>> Start

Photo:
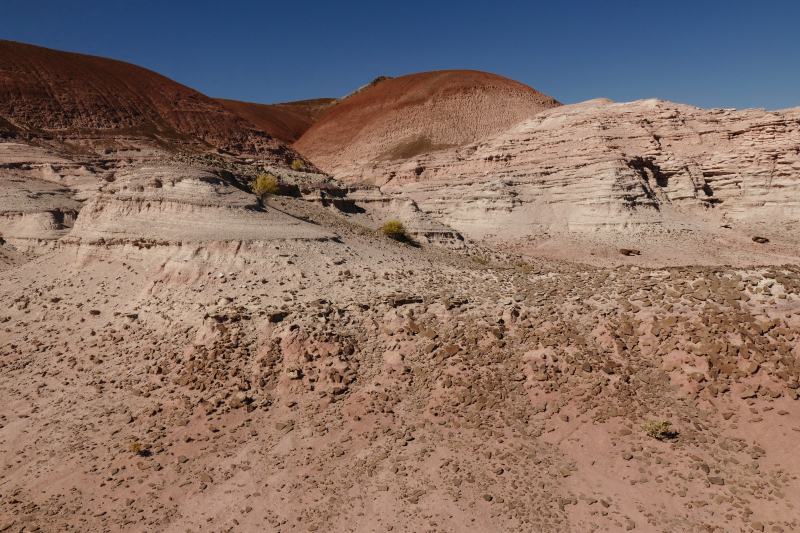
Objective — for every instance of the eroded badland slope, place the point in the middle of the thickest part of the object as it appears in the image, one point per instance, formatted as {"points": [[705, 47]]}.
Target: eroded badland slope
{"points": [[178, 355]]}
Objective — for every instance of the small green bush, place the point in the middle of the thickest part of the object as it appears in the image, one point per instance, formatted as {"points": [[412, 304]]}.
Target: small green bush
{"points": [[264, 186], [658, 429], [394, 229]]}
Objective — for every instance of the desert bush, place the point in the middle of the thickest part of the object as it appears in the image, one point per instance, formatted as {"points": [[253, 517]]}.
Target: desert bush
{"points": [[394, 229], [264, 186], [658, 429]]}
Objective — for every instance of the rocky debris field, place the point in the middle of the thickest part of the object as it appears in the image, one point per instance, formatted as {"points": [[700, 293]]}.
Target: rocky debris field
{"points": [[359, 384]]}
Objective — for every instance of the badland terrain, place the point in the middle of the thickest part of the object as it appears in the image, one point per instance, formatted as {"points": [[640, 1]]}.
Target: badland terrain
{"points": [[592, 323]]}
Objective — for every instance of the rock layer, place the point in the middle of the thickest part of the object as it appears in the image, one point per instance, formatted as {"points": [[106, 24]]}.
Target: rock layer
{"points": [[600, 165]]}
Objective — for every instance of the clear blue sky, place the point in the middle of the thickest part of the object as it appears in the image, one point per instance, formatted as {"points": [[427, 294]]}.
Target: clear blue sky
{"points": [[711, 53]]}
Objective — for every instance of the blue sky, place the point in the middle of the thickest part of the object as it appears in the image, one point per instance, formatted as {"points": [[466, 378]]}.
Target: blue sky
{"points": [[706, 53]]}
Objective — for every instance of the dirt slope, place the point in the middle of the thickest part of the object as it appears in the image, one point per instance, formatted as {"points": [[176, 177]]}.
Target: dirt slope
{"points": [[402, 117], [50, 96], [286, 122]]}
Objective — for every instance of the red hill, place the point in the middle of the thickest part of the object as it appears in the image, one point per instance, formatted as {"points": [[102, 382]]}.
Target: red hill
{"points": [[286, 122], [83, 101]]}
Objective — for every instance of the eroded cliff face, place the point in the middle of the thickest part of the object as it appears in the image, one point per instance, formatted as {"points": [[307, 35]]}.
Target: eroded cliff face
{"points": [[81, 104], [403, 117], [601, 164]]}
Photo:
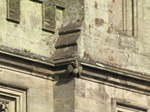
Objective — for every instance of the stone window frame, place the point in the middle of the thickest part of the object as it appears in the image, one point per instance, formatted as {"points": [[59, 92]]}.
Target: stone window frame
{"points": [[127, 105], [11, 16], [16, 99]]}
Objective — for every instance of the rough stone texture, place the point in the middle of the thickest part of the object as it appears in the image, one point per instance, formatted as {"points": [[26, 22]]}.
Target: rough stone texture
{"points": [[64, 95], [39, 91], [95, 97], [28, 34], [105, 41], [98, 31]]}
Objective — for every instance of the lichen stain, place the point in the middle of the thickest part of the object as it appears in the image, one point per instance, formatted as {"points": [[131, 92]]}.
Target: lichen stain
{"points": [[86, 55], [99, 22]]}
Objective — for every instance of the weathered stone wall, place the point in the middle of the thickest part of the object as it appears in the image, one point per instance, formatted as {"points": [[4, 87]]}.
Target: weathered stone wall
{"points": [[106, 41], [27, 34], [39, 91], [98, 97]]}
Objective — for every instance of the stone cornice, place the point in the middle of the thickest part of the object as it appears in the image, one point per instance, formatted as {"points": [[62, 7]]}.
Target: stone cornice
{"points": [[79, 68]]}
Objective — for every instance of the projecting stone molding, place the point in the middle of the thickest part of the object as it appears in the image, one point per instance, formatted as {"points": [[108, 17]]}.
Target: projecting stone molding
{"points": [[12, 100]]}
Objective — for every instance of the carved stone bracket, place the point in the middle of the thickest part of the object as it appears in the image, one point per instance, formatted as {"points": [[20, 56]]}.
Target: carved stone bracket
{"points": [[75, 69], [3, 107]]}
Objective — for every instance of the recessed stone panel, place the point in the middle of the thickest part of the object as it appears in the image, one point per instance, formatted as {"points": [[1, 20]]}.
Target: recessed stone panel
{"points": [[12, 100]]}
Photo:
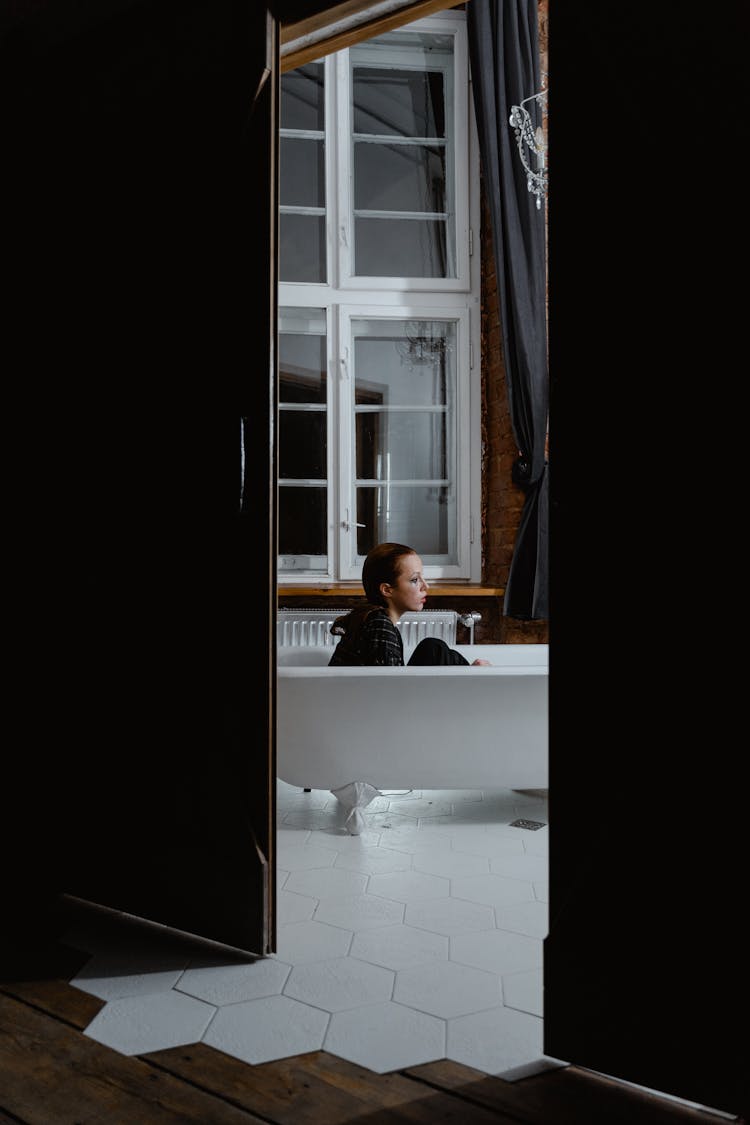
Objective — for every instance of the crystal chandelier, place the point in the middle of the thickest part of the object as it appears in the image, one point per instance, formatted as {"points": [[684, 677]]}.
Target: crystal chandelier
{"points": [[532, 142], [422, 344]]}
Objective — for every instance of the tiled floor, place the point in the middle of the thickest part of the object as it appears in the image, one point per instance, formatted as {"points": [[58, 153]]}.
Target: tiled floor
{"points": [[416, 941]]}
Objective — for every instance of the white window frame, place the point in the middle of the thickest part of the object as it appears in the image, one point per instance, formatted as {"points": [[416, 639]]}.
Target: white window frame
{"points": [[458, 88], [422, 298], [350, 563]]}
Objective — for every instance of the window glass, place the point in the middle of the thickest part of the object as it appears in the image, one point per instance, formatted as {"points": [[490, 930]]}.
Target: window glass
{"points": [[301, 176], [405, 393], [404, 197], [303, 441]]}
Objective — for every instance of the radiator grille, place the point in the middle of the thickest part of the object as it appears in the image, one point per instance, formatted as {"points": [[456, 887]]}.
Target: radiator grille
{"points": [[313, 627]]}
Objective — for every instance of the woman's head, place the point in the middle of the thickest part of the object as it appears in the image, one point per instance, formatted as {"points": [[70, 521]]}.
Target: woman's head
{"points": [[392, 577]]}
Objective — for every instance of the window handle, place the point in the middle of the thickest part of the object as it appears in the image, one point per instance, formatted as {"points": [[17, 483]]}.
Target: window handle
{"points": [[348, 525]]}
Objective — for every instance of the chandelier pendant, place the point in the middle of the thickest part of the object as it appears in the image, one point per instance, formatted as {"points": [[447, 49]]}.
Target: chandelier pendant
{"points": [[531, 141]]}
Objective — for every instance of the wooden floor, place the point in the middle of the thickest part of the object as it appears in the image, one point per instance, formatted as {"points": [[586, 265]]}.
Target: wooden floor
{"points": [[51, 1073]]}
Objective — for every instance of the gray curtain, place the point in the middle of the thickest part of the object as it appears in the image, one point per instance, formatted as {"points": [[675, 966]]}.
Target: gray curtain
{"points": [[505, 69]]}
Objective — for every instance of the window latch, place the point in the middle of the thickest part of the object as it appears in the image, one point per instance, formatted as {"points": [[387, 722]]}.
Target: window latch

>> End

» EXERCISE DESCRIPTION
Reproduce the entries exactly. Do not carry over any picture.

» REPLY TO THE EXERCISE
Photo:
Objective — for every instance of the eroded badland slope, place the point in the middle of the thickest part of the object as it appears in the image, one point per instance, formatted as {"points": [[705, 47]]}.
Target: eroded badland slope
{"points": [[178, 355]]}
Objective — for every instance of the small green bush, place the point in the middle of the thickest part of the object as it appears in the image, one point per instance, formatted as {"points": [[412, 304]]}.
Target: small green bush
{"points": [[264, 186], [658, 429], [394, 229]]}
Objective — for every instance of the desert bush, place the point in the middle of the thickest part of the object as it appears in the image, one point per instance, formatted as {"points": [[253, 517]]}.
Target: desert bush
{"points": [[394, 229], [264, 186], [658, 429]]}
Objective — for every instance of the rocky debris field, place the point in the middle of the thickest part of the object as it appears in the image, one point per instance, formatted as {"points": [[700, 293]]}.
Target: rocky debris field
{"points": [[359, 384]]}
Objective — for every instance of the badland terrain, place the point in the middle of the thickest part of the object as it appears in the image, one point per instance, formatted as {"points": [[640, 1]]}.
Target: badland terrain
{"points": [[592, 323]]}
Objective — for every instance of the rock layer, place the point in the middle of the thickest part of the object as it appears in the image, one point per instance, formatted as {"points": [[106, 24]]}.
Target: rock layer
{"points": [[600, 165]]}
Objective — for every instance of the clear blue sky, place the point in the middle of the thickest part of the object as it appears in the image, one point per instance, formatted as {"points": [[427, 294]]}.
Target: clear blue sky
{"points": [[711, 53]]}
Objective — for every instance of the blue sky, place the point in the middle of the thickest part of the object as it appears in the image, one point per instance, formatted as {"points": [[466, 378]]}.
Target: blue sky
{"points": [[706, 53]]}
Objective — for every instance of the dirt slope, place the point in the middle of the thickest part of the object as it appears in the image, one point per instance, formatted as {"points": [[176, 177]]}.
Target: dirt slope
{"points": [[402, 117], [50, 96], [286, 122]]}
Objective — for every instance of the red hill, place the point in the middle of the thickest part of the object as it appears in the image, one point per instance, formatted as {"points": [[102, 382]]}.
Target: red hill
{"points": [[286, 122], [83, 101]]}
Objective — for every instance of the eroded cliff face, place the point in the middle of the thickest part of the object as it appears in the image, one point per instance, formatted as {"points": [[307, 35]]}.
Target: eroded cliff face
{"points": [[81, 104], [403, 117], [601, 164]]}
Photo:
Objective — for every instance of the stone window frame, place the point in the middle of the thickest part of the object as it appears in the image, one point per instance, formatted as {"points": [[59, 92]]}.
Target: stone window frame
{"points": [[127, 105], [11, 16], [16, 99]]}
Objective — for every instance of the rough stone texture, place the point in the middle of the thickest part of the object as it appears in the image, one point per instance, formatted as {"points": [[26, 22]]}.
Target: rough stone texture
{"points": [[64, 95], [39, 91], [95, 97], [28, 34], [105, 41], [98, 31]]}
Objective — for every instance of the lichen stain, place the point in the middle of the thickest part of the object as it appears in the image, one point per instance, formatted as {"points": [[131, 92]]}.
Target: lichen stain
{"points": [[86, 55], [99, 22]]}
Objective — for every instance of the weathered stone wall, place the point in the middle of the thickest part of the object as it appears in the image, one point per instance, formatted as {"points": [[4, 87]]}.
Target: weathered stone wall
{"points": [[106, 41], [27, 34], [39, 91], [98, 97]]}
Objective — for every instance of the stone cornice, place the point in the middle of the thickest part of the object as it appears in the image, one point per instance, formatted as {"points": [[62, 7]]}.
Target: stone cornice
{"points": [[79, 68]]}
Objective — for every instance of the projecting stone molding, place the point in the middle of the thickest part of the object as it appears in the image, one point per instance, formatted as {"points": [[108, 17]]}.
Target: projecting stone molding
{"points": [[12, 100]]}
Objective — for every instance of the carved stone bracket, place the point in the middle of the thickest part of the object as it appears in the image, one point per instance, formatted as {"points": [[20, 56]]}.
Target: carved stone bracket
{"points": [[75, 69], [3, 107]]}
Objective — for every instance of the recessed stone panel, place the point in the middle of the thickest part of the object as it appears in the image, one point per instance, formatted as {"points": [[1, 20]]}.
Target: recessed stone panel
{"points": [[12, 100]]}
Photo:
Objective — for every instance of the crystal chandelier, place the point in the middle of the thickest part of the object as it appears in the image, one point per instance, formatted as {"points": [[684, 677]]}.
Target: crystal chandelier
{"points": [[532, 142], [422, 344]]}
Objective — for every instance of the tiled floor, place the point in the middle of the thickest part of the object as it appears in the image, one point per instance, formatted as {"points": [[58, 153]]}.
Target: tiled floor
{"points": [[416, 941]]}
Objective — for every instance of the white window frame, place the point in the middle of the thickest part of the object as it appears in the image, one point per instance, formatted as {"points": [[416, 639]]}.
Target: white window frame
{"points": [[458, 88], [422, 298], [350, 563]]}
Objective — for every instance of the window glass, place the point in the middle of the thickest part of the object as it appears in the image, one point per instance, formatted as {"points": [[490, 930]]}.
Target: window glass
{"points": [[301, 176], [405, 393], [404, 197], [303, 441]]}
Objective — for every instance of the radiator grille, place the point in the middle of the thickest part of the object as it appears in the image, one point per instance, formatted as {"points": [[456, 887]]}.
Target: radiator grille
{"points": [[313, 627]]}
Objective — for every instance of the woman's head, place the point in the middle of the thickest part of the object as it appears in the image, one point per instance, formatted as {"points": [[70, 521]]}.
Target: woman's head
{"points": [[392, 577]]}
Objective — for every instance of the window handle, place the point in the middle of the thickest part of the object as it appears in the image, one point per instance, formatted as {"points": [[17, 483]]}.
Target: window handle
{"points": [[348, 525]]}
Objective — for every instance of the chandelier pendant, place the point in the middle of the thickest part of the object as it appears in the image, one point per instance, formatted as {"points": [[447, 49]]}.
Target: chandelier pendant
{"points": [[531, 141]]}
Objective — for every instance of the wooden floor, place the point in the middle of the thickest part of the object as it appears in the image, one point per instance, formatted as {"points": [[586, 265]]}.
Target: wooden floor
{"points": [[51, 1073]]}
Objective — for every instance of the gray curtain, place the point in the middle of the thickest part of the object as it appears in the image, one point per instance, formatted as {"points": [[675, 966]]}.
Target: gray curtain
{"points": [[505, 69]]}
Objective — for every instance of the window latch, place the point in the middle of the thickest part of the object as it appears in the image, one point per instance, formatted as {"points": [[387, 722]]}.
Target: window latch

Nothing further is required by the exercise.